*Article*.
Parks, Ridley-Thomas and a vast labor machine duke it out. What about voters?

Nonpartisan observer Jaime Regalado, executive director of the Edmund G. “Pat” Brown Institute of Public Affairs, says Ridley-Thomas’ closeness to Tyrone Freeman “doesn’t help” him, but it “doesn’t have that Velcro stick,” because other unions backing Ridley-Thomas have not been tainted. Many of those other unions, under the umbrella of the county Federation of Labor, will crank up their vast get-out-the-vote machinery using phone banks and door-to-door canvassing to promote Ridley-Thomas over Parks.

In the June primary, Ridley-Thomas edged Parks 45 percent to 40, but only 20 percent of eligible voters weighed in. Turnout is expected to be high in November, which could help either man.

Regalado argues that in a high-turnout election, the Labor Federation could be very effective at organizing the young voters and Latinos to vote for Ridley-Thomas. But Parks might also find an advantage in a high turnout: In the wake of the Wall Street credit meltdown, Parks is one of only two or three elected politicians in City Hall who actively promotes fiscal austerity, which he learned as chief of the budget-strung LAPD.

On the 15-member City Council, budget expert Parks is in a small minority that votes 13-2 or 12-3 against big-ticket items. In fact, his fiscal watchdogging is what got Parks in trouble with raise-seeking city employee unions, the SEIU and other big labor groups.

 
Parks now has to hope that voters are in a fiscally sensitive mood on November 4. He might benefit — but only if he can somehow communicate his belt-tightening ways to county voters, and do it without the millions that Ridley-Thomas’ labor backers will spend.

But so far, Parks seems mired in small issues that have failed to get him the “free media” coverage his underfunded campaign needed. In August, for example, Parks introduced a sweeping smoking ban at a time when the City Council had just approved other smoking restrictions. “We got rid of smoke in public buildings, parks and the farmers market,” Parks tells the Weekly. “I thought rather than going incrementally, we should look at the whole issue.”

*Provided data*.
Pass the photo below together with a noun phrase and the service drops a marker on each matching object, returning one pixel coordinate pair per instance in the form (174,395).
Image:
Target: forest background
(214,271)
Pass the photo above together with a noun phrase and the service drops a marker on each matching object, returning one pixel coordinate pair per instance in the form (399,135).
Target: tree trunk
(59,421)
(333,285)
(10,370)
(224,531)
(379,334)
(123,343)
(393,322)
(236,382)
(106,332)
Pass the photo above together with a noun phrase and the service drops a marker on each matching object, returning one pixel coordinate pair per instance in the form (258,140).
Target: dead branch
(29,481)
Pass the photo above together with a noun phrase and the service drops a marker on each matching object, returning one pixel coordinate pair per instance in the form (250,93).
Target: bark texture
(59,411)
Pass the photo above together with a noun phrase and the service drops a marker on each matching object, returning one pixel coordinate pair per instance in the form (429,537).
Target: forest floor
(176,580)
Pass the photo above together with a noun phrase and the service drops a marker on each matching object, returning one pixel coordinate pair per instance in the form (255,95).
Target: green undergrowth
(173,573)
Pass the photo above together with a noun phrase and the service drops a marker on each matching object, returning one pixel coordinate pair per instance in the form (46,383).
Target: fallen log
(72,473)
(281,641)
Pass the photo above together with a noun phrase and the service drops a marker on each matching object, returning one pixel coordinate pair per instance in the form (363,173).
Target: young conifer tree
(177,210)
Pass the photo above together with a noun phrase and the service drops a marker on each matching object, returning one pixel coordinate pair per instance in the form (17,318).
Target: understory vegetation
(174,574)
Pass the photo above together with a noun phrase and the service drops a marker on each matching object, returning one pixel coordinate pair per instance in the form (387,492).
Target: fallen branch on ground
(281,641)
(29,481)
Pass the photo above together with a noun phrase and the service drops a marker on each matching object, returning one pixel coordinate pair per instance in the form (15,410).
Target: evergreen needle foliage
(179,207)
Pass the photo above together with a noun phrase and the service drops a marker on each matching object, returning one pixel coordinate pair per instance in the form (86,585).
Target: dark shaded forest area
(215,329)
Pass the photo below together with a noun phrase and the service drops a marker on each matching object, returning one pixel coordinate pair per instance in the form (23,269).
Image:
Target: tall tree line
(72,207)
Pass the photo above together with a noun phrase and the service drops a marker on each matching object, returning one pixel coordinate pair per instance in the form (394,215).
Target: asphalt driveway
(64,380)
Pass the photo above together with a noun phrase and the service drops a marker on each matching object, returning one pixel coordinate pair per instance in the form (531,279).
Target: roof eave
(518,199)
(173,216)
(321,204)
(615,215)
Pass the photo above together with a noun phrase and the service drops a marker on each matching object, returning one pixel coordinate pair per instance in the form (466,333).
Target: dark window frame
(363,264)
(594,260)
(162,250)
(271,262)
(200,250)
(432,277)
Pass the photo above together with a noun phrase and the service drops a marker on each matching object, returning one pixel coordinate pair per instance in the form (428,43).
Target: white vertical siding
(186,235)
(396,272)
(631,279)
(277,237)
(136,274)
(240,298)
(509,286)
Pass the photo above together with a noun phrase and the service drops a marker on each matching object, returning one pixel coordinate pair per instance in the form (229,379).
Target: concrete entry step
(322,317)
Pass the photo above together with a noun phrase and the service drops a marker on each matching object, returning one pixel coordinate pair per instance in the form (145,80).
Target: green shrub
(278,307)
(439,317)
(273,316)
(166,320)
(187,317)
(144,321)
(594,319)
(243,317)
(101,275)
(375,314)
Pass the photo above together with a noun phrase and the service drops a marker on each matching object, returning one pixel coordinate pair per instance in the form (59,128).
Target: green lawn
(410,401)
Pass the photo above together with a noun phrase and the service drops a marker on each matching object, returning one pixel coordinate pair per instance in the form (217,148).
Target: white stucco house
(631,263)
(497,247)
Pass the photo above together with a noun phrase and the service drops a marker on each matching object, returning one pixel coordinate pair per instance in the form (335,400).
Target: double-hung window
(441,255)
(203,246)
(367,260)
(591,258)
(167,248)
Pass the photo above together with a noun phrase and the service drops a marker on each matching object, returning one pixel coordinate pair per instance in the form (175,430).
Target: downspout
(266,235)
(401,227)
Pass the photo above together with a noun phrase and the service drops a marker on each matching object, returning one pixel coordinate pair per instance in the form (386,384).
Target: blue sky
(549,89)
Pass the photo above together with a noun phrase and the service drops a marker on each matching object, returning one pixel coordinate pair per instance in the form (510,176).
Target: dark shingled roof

*Goal*. Continue the article on the Parks and Ridley-Thomas race from the point where it ends.

*Task result*.
The Ridley-Thomas campaign called it a publicity stunt. “I think it’s not coincidental that Mr. Parks has become Mr. Resolution after he came on the City Council,” says Fred MacFarlane, media adviser to Ridley-Thomas.

Then, in late September, Parks ordered the nonprofit group Strategic Concepts in Organizing and Policy Education (SCOPE) to vacate within 60 days a rental they get for $1 per year from the city, complaining that the group used its virtually free subsidized space to campaign for Ridley-Thomas.

That could have turned into a decent “free media” headline for Parks, had he followed through with proof that city taxpayers were indeed subsidizing backers of Ridley-Thomas — ensconced in a free city rental. But instead, Mayor Antonio Villaraigosa, a pal of SCOPE president Anthony Thigpenn’s, got the upper hand, stopping the group’s eviction cold.

This kind of tit-for-tat has dominated the race, and Hutchinson is predicting the outcome: “Ridley-Thomas will win it, and he will win it for the wrong reasons. Money, money, money. The unions, the unions, the unions. They tipped the scales unfairly against both Parks and constituents of the 2nd District.”